Tally the lines in the listing below that contain the string "fence", with letter case significant, and give only the resulting number.

▸ **RECORDED INFORMATION**:
====================
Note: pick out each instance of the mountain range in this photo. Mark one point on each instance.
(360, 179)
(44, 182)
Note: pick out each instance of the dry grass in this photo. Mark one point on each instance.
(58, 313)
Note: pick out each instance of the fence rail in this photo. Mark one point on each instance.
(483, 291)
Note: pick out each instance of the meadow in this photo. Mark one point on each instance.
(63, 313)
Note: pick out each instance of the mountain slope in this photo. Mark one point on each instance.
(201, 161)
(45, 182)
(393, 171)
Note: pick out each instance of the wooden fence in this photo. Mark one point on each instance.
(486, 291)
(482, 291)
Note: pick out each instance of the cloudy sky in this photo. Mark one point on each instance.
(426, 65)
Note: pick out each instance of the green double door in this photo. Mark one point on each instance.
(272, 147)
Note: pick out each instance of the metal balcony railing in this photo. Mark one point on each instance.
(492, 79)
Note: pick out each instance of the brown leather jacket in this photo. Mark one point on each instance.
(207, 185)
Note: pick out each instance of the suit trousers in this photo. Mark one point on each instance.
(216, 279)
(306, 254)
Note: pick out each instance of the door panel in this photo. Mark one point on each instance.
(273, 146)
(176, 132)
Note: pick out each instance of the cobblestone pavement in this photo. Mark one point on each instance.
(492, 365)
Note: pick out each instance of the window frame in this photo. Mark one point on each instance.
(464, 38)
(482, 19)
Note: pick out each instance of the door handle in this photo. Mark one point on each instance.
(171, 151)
====================
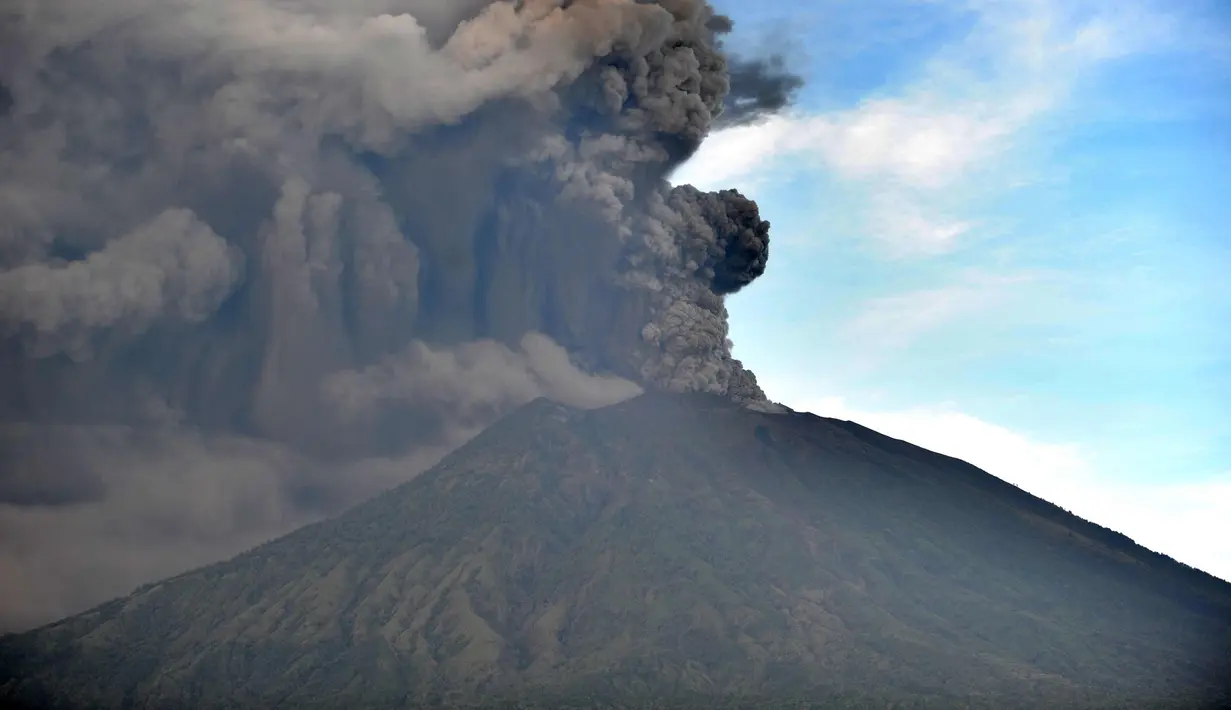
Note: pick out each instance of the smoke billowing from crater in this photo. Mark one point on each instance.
====================
▸ **SOLUTION BELOW**:
2